#### To do
(A) State whether each statement agrees with the obituary below, answering yes or no and quoting the deciding words: (i) Elah married Margaret Rife in 1943; (ii) his father's feed mill was in Englewood; (iii) he died of pneumonia and complications from a fall.
(B) Copy everything in the obituary from "While living in" down to "for His work.".

Elah Hepler was born April 6, 1923, the son of E. W. Hepler and Evalyn (Parks) Hepler, one of four children. He was born at home in Englewood, Colorado, and lived there until he married Margaret Rife on July 3, 1943. Their marriage lasted for over 65 years until her death on Thanksgiving Day 2008.
Elah died Aug. 27, at Poudre Valley Hospital in Fort Collins, at the age of 88 years and 5 months, from pneumonia and complications from a fall. He was also preceded in death by an infant brother, Edgar, his father and mother and a sister, Zea.
Elah spent his boyhood at the home on four lots at 3000 S. Elati St. in Englewood, where there was a two-car garage, chicken houses and lots of room to play. The boys, Elah and his brother, Ovid, attended Sunday School and church together and were baptized at the same time. They also spent a lot of time at their father’s feed mill and coal yard at 3700 S. Santa Fe, between the Denver and Rio Grande and Santa Fe railroad tracks, playing in the mill and along the tracks. The mill was in the old town of Sheridan which has now been torn down. When the boys became older, they spent their time there hauling coal and feed.
After Elah married, he worked as a heavy equipment operator and farmed on 80 acres east of Fort Collins on the Larimer-Weld County line. Later, he and Margaret lived in Seattle, then on a small ranch they owned near Cheyenne in Carpenter, Wyoming. In later life, they lived in Mesa, Arizona, and more recently after retirement, in a home they purchased north of Fort Collins.
While living in Arizona, Elah and Margaret would bring their house trailer to their land east of Fort Collins for vacations. While there, they would drive the 85 miles to attend Haven Baptist Church where Ovid was a pastor. This was just one of many demonstrations of Elah’s love for the Bible, the Lord and for His work.
He is survived by two sons, Jimmy Lynn and Larry Warren; two granddaughters, Jyl Booth and Pam Schimitis; four great-grandchildren, and many other friends and relatives who mourn his passing.

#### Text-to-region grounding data
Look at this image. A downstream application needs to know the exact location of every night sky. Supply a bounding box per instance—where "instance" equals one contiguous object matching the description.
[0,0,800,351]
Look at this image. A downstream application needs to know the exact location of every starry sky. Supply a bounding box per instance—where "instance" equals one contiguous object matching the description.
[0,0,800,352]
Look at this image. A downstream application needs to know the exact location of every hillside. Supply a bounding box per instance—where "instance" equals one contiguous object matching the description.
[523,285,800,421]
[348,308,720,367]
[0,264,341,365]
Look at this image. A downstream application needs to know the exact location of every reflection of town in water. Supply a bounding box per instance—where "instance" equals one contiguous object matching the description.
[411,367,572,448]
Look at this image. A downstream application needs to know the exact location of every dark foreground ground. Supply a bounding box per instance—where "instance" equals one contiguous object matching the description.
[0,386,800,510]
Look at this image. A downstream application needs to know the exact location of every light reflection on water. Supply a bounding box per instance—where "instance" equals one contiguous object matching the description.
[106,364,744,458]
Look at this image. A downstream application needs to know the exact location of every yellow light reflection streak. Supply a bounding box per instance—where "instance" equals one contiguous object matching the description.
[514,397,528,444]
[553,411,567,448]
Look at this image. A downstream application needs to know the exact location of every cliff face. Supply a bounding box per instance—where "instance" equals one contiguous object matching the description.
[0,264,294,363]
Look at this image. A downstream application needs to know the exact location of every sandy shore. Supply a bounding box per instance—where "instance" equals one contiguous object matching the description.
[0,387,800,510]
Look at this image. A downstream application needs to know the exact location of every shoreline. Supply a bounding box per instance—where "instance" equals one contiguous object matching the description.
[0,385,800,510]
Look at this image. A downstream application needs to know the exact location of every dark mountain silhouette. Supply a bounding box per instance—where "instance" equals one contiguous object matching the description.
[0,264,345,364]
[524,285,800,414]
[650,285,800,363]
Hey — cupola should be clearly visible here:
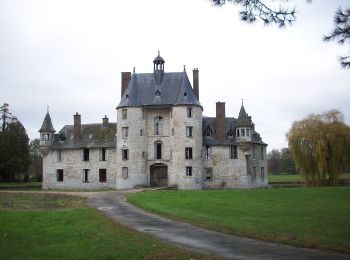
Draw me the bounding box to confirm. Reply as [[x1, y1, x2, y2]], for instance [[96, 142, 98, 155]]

#### Answer list
(A)
(i) Yes: "he married Margaret Rife on July 3, 1943"
(ii) No: "The mill was in the old town of Sheridan"
(iii) Yes: "from pneumonia and complications from a fall"

(B)
While living in Arizona, Elah and Margaret would bring their house trailer to their land east of Fort Collins for vacations. While there, they would drive the 85 miles to attend Haven Baptist Church where Ovid was a pastor. This was just one of many demonstrations of Elah’s love for the Bible, the Lord and for His work.